##### Supplied records

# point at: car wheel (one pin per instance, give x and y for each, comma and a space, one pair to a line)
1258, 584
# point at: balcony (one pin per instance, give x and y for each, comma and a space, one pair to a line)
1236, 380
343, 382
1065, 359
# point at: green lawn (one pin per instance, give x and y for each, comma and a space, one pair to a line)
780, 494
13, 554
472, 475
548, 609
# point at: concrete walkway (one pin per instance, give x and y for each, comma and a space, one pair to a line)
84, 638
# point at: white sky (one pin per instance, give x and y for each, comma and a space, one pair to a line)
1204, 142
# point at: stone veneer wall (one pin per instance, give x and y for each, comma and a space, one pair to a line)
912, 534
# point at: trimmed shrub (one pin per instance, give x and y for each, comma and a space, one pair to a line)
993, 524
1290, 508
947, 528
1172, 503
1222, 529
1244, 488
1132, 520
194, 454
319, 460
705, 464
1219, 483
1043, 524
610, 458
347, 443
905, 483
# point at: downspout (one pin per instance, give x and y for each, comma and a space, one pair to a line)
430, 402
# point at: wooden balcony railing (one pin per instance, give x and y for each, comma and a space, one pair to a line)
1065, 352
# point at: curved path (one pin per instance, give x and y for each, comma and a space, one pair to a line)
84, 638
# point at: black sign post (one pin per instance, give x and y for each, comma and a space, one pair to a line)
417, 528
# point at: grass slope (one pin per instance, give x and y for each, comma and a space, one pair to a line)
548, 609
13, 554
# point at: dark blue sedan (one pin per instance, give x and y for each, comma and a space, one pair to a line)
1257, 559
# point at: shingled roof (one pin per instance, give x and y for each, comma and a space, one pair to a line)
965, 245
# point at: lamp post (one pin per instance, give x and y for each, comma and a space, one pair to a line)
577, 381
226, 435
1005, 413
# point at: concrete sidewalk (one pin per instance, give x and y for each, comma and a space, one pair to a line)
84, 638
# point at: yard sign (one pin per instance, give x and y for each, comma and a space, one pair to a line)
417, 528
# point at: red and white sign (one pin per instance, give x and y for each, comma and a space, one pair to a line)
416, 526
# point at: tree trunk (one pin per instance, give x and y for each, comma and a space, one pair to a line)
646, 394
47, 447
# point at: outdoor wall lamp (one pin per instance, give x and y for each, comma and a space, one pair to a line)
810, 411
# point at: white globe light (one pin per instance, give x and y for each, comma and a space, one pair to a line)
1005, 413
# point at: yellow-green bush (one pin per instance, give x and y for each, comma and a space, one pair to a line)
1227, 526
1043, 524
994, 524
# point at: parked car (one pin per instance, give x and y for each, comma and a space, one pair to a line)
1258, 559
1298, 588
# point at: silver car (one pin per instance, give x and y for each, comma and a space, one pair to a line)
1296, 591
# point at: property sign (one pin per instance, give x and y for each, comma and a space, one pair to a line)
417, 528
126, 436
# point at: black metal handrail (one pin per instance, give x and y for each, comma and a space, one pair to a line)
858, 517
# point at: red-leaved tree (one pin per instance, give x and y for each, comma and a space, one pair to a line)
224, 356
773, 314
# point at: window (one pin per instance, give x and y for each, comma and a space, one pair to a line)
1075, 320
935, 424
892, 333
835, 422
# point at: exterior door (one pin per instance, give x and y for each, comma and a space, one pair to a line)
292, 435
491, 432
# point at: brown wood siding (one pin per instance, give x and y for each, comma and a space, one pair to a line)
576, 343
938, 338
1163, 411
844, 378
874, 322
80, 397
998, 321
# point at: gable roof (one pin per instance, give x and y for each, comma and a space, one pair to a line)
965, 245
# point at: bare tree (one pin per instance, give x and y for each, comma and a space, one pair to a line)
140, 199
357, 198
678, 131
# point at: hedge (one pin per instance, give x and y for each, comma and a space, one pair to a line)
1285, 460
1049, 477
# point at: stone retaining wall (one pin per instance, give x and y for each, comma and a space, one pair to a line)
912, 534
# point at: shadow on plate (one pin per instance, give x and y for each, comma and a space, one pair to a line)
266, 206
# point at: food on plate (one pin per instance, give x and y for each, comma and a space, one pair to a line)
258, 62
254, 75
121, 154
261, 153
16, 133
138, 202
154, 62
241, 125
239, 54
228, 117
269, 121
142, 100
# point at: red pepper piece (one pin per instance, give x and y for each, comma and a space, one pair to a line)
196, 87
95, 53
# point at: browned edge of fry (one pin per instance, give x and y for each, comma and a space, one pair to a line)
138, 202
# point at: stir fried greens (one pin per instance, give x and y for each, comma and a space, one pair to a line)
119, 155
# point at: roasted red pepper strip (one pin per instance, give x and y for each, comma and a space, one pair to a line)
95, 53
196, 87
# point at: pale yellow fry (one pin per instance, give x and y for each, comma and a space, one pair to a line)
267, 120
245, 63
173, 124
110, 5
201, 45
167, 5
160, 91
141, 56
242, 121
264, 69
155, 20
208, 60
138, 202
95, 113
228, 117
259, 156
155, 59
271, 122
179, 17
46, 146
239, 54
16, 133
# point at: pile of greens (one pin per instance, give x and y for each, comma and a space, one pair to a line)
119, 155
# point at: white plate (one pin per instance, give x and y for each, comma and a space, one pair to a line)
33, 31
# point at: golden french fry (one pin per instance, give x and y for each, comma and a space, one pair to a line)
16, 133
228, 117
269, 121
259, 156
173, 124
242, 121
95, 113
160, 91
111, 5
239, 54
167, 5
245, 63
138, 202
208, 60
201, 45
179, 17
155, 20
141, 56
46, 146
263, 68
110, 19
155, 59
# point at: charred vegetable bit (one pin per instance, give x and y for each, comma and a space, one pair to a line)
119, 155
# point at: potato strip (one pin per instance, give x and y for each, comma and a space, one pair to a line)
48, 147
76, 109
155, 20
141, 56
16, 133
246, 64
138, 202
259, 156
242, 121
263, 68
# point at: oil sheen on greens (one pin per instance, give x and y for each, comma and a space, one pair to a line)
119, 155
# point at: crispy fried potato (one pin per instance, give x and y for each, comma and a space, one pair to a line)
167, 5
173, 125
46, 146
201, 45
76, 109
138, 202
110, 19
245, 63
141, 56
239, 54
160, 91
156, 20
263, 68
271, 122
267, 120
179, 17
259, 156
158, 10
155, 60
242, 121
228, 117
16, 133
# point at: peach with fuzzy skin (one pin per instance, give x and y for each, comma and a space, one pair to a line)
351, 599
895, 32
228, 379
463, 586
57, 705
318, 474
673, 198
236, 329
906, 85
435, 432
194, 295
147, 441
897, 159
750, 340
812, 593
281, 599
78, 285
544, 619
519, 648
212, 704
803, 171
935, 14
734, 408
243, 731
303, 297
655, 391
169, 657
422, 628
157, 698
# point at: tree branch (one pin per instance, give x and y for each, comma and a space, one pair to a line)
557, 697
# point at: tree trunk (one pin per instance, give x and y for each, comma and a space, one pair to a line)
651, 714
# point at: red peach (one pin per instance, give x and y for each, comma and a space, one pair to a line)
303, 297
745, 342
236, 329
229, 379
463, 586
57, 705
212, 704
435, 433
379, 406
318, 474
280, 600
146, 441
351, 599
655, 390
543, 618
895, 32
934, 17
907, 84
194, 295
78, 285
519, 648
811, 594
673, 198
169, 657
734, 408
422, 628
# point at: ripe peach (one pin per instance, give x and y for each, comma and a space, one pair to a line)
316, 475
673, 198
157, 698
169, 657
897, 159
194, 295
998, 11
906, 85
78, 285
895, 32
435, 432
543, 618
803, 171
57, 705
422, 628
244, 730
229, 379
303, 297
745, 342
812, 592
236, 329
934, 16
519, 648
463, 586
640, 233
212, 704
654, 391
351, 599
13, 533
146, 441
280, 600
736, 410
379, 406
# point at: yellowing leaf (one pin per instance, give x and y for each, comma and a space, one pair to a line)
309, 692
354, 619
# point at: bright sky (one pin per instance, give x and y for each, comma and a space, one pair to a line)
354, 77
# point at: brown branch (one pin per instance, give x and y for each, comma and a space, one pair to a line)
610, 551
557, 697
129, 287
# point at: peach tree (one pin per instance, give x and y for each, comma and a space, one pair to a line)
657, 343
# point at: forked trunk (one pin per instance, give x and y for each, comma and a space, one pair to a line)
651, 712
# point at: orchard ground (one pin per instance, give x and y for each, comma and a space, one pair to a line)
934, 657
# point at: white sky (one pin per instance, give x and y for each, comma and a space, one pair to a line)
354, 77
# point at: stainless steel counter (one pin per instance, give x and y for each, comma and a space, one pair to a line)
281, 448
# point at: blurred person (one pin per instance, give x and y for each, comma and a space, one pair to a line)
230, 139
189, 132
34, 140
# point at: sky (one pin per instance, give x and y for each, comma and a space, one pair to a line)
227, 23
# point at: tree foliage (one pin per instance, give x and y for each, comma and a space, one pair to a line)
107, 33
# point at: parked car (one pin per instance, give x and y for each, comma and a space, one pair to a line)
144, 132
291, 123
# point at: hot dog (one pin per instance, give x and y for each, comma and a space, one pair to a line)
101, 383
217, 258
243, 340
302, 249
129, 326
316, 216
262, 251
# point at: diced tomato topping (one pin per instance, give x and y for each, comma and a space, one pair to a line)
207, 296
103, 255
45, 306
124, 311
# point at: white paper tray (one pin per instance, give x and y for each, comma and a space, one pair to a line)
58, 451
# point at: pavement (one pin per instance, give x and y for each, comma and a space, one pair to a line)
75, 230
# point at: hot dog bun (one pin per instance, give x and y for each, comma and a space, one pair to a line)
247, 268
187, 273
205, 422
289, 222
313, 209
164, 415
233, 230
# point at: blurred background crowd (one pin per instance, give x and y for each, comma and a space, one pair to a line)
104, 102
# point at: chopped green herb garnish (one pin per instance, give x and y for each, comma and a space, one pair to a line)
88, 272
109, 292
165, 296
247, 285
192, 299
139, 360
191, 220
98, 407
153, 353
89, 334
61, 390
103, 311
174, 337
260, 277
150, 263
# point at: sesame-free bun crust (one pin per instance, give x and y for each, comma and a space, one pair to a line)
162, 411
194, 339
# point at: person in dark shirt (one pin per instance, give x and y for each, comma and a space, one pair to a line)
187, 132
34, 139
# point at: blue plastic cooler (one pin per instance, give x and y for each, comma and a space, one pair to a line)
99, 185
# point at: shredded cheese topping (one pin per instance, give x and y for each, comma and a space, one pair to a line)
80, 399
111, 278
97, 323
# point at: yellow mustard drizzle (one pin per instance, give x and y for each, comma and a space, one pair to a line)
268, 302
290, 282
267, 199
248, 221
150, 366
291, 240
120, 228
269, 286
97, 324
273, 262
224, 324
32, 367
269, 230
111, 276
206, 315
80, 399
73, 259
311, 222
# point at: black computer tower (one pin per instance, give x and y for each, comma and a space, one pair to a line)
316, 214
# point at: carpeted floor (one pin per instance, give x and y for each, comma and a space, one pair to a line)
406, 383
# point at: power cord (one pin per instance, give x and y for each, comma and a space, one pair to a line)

##########

### What is required
Return the line that contains "# point at: shredded" along with every line after it through the end of the entries, exactly, adding nothing.

### Exercise result
# point at: shredded cheese topping (one pin per instance, give x and y for each, comma and a space, one pair to a line)
80, 399
111, 278
97, 323
# point at: yellow mustard drizzle (one pin per instance, give x and y for each, comma and a space, one pair to a line)
268, 302
290, 282
267, 199
248, 221
150, 366
291, 240
120, 228
269, 286
97, 324
273, 262
224, 324
32, 367
269, 230
111, 276
206, 315
80, 399
73, 259
311, 222
# point at: black computer tower (one pin per instance, give x and y for each, comma and a space, one pair to a line)
316, 214
# point at: carpeted floor (one pin per instance, give x and y for each, comma and a space, one pair to a line)
406, 383
# point at: power cord (one pin per instance, give x and y for each, comma and a space, one pair to a line)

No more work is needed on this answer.